# DATA FOR THIS EXERCISE start
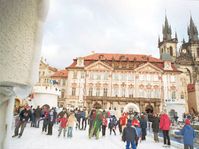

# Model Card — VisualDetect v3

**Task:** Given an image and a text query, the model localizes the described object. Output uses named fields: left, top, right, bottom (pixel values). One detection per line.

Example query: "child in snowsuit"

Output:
left=58, top=114, right=68, bottom=137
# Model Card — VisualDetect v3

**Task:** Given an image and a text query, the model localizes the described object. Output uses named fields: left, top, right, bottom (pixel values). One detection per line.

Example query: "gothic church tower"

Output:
left=158, top=16, right=178, bottom=61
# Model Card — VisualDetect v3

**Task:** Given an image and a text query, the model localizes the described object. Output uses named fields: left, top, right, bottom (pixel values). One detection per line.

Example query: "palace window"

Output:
left=147, top=74, right=151, bottom=81
left=96, top=73, right=101, bottom=80
left=72, top=87, right=76, bottom=96
left=73, top=71, right=77, bottom=79
left=122, top=87, right=126, bottom=97
left=81, top=72, right=84, bottom=79
left=113, top=74, right=119, bottom=80
left=153, top=75, right=158, bottom=81
left=90, top=72, right=94, bottom=80
left=181, top=92, right=184, bottom=99
left=139, top=74, right=145, bottom=81
left=129, top=88, right=133, bottom=98
left=121, top=73, right=126, bottom=81
left=88, top=87, right=93, bottom=96
left=171, top=91, right=176, bottom=99
left=128, top=74, right=133, bottom=81
left=61, top=89, right=65, bottom=98
left=154, top=89, right=160, bottom=98
left=171, top=76, right=175, bottom=82
left=96, top=88, right=100, bottom=96
left=147, top=90, right=151, bottom=98
left=104, top=72, right=109, bottom=80
left=139, top=88, right=145, bottom=97
left=62, top=79, right=66, bottom=86
left=169, top=47, right=173, bottom=56
left=103, top=88, right=108, bottom=97
left=197, top=48, right=199, bottom=57
left=114, top=88, right=118, bottom=97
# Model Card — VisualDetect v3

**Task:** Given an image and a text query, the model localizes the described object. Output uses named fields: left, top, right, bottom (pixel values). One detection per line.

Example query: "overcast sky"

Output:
left=41, top=0, right=199, bottom=69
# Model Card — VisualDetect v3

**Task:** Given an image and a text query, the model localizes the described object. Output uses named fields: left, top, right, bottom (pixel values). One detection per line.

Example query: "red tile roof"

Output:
left=84, top=53, right=162, bottom=62
left=48, top=66, right=57, bottom=72
left=51, top=69, right=68, bottom=78
left=187, top=84, right=195, bottom=92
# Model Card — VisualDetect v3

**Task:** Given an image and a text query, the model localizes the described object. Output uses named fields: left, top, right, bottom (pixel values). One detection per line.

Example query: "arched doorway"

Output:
left=123, top=103, right=140, bottom=113
left=145, top=104, right=153, bottom=114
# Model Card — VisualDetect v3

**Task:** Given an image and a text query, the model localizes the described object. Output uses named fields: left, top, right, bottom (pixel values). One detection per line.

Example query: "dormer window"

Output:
left=169, top=47, right=173, bottom=56
left=99, top=55, right=104, bottom=60
left=120, top=55, right=126, bottom=61
left=197, top=48, right=199, bottom=57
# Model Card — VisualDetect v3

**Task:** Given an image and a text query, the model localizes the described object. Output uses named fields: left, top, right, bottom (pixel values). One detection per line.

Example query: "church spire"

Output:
left=162, top=15, right=171, bottom=40
left=187, top=16, right=198, bottom=42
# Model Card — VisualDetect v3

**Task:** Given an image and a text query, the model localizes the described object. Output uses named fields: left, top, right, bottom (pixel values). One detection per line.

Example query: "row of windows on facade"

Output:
left=71, top=88, right=162, bottom=99
left=61, top=88, right=184, bottom=99
left=73, top=71, right=175, bottom=82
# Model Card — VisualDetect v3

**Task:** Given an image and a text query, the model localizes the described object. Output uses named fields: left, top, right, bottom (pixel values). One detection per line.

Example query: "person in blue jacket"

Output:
left=180, top=119, right=196, bottom=149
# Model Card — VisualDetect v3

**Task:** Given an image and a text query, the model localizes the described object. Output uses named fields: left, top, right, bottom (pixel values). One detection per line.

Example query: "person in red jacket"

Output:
left=102, top=116, right=108, bottom=136
left=57, top=114, right=68, bottom=137
left=160, top=112, right=171, bottom=146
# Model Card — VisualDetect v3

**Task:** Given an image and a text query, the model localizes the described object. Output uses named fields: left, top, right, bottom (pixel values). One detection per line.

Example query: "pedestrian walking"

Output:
left=102, top=116, right=108, bottom=136
left=58, top=114, right=68, bottom=137
left=122, top=120, right=137, bottom=149
left=152, top=114, right=160, bottom=142
left=12, top=106, right=31, bottom=138
left=140, top=115, right=147, bottom=140
left=67, top=112, right=77, bottom=138
left=159, top=111, right=171, bottom=147
left=176, top=119, right=196, bottom=149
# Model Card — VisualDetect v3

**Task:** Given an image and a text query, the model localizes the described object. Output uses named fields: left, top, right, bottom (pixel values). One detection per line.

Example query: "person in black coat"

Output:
left=140, top=115, right=147, bottom=140
left=47, top=109, right=54, bottom=135
left=152, top=114, right=160, bottom=142
left=34, top=106, right=41, bottom=128
left=122, top=120, right=137, bottom=149
left=12, top=106, right=31, bottom=138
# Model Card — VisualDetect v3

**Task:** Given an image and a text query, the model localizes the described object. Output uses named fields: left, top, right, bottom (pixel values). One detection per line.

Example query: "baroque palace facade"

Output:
left=66, top=53, right=187, bottom=116
left=30, top=16, right=199, bottom=117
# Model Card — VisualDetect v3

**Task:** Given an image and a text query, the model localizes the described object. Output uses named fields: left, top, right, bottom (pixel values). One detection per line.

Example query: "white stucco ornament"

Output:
left=0, top=0, right=48, bottom=91
left=0, top=0, right=48, bottom=149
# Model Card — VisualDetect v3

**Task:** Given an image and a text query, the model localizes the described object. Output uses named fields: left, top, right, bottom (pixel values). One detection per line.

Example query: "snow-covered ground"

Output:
left=8, top=125, right=175, bottom=149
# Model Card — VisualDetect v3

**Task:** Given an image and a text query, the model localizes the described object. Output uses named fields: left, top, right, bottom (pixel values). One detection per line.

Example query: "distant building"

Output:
left=27, top=58, right=60, bottom=107
left=158, top=16, right=199, bottom=113
left=67, top=53, right=187, bottom=117
left=51, top=69, right=68, bottom=107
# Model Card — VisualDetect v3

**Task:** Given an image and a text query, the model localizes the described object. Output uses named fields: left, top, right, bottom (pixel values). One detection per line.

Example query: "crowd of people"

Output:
left=13, top=105, right=195, bottom=149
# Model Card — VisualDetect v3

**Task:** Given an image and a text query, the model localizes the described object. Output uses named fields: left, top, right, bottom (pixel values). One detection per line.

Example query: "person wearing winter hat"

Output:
left=159, top=111, right=171, bottom=147
left=177, top=119, right=196, bottom=149
left=122, top=120, right=137, bottom=149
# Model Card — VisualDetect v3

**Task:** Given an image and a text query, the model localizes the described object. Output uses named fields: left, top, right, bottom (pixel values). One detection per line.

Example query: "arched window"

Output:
left=181, top=92, right=184, bottom=99
left=171, top=91, right=176, bottom=99
left=197, top=48, right=199, bottom=57
left=169, top=47, right=173, bottom=56
left=88, top=87, right=93, bottom=96
left=96, top=88, right=100, bottom=96
left=61, top=89, right=65, bottom=98
left=103, top=88, right=108, bottom=97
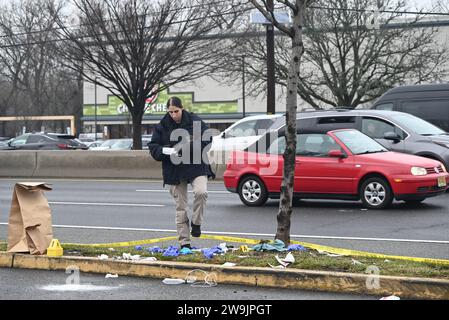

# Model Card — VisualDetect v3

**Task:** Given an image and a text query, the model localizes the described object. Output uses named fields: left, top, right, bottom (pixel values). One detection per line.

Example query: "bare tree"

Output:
left=0, top=0, right=82, bottom=134
left=250, top=0, right=311, bottom=244
left=52, top=0, right=245, bottom=149
left=222, top=0, right=448, bottom=109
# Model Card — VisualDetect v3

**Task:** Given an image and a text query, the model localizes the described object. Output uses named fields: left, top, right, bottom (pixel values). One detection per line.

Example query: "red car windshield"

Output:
left=334, top=130, right=388, bottom=155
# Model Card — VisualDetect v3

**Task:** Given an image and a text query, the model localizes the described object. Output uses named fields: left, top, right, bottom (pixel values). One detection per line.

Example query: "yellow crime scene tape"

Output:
left=63, top=234, right=449, bottom=265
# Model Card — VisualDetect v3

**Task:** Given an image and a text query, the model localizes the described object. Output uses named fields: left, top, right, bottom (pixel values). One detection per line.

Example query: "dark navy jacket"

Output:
left=148, top=110, right=215, bottom=185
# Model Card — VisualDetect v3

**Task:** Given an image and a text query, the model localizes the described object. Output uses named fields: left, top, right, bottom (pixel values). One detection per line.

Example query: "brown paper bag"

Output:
left=8, top=182, right=53, bottom=255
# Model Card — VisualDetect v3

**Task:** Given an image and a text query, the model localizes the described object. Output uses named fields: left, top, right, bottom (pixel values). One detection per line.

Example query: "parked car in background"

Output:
left=2, top=133, right=87, bottom=150
left=370, top=84, right=449, bottom=132
left=89, top=138, right=151, bottom=151
left=223, top=129, right=449, bottom=209
left=208, top=114, right=281, bottom=164
left=271, top=110, right=449, bottom=169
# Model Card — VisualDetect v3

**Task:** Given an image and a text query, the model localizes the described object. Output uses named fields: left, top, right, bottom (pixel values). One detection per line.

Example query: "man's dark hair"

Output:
left=167, top=97, right=184, bottom=109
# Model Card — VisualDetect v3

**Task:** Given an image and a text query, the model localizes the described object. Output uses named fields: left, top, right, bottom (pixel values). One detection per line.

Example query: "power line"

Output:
left=0, top=0, right=449, bottom=49
left=0, top=4, right=252, bottom=49
left=0, top=0, right=245, bottom=38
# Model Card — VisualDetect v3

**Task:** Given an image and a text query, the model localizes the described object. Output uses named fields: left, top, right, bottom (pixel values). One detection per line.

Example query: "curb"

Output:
left=0, top=252, right=449, bottom=300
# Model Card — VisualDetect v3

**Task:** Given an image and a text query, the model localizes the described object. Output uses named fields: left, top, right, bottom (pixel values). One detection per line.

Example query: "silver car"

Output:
left=270, top=109, right=449, bottom=169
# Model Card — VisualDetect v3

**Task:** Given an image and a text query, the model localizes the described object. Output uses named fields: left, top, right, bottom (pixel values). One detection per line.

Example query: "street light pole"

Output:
left=267, top=0, right=276, bottom=114
left=94, top=77, right=97, bottom=141
left=242, top=56, right=246, bottom=118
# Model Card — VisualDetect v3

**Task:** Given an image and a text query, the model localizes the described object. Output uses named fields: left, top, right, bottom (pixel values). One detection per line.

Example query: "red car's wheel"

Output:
left=360, top=177, right=393, bottom=209
left=238, top=176, right=268, bottom=207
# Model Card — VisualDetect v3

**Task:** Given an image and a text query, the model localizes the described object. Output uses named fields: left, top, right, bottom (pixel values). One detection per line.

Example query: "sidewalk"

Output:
left=0, top=235, right=449, bottom=299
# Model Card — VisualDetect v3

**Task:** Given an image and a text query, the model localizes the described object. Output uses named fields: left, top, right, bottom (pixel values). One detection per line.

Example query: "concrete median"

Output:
left=0, top=150, right=224, bottom=179
left=0, top=151, right=37, bottom=178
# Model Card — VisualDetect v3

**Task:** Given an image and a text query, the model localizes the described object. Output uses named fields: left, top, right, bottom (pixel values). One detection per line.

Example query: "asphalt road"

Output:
left=0, top=179, right=449, bottom=300
left=0, top=268, right=379, bottom=305
left=0, top=179, right=449, bottom=259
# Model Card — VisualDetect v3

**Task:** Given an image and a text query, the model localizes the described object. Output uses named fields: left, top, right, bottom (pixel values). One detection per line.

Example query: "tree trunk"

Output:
left=131, top=108, right=143, bottom=150
left=276, top=0, right=305, bottom=245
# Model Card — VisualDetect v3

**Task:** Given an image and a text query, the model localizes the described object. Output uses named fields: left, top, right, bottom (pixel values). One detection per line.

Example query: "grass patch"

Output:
left=0, top=242, right=449, bottom=280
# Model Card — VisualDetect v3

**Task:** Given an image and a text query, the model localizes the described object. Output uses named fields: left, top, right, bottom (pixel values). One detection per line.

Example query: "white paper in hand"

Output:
left=162, top=148, right=176, bottom=156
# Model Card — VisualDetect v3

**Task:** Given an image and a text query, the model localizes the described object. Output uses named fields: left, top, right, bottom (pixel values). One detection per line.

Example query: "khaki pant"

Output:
left=170, top=176, right=207, bottom=245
# DATA FOR THIS EXERCISE end
Format the data from its start through the line with "left=158, top=16, right=178, bottom=61" as a two-column CSV with the columns text and answer, one row for each text-and-answer pair, putting every value in one quoted field with line breaks turned into spaces. Leave the pictures out.

text,answer
"# Model Card — VisualDetect v3 **Task:** Given an image and a text query, the model localizes the described object. Output uses named fields: left, top, right, bottom (pixel values). One detection per line. Example query: ""child in snowsuit"" Output:","left=58, top=114, right=68, bottom=137"
"# Model Card — VisualDetect v3 **Task:** Given an image and a text query, the model localizes the described object. Output uses named fields: left, top, right, bottom (pixel values). One detection per line. Example query: ""gothic church tower"" Output:","left=158, top=16, right=178, bottom=61"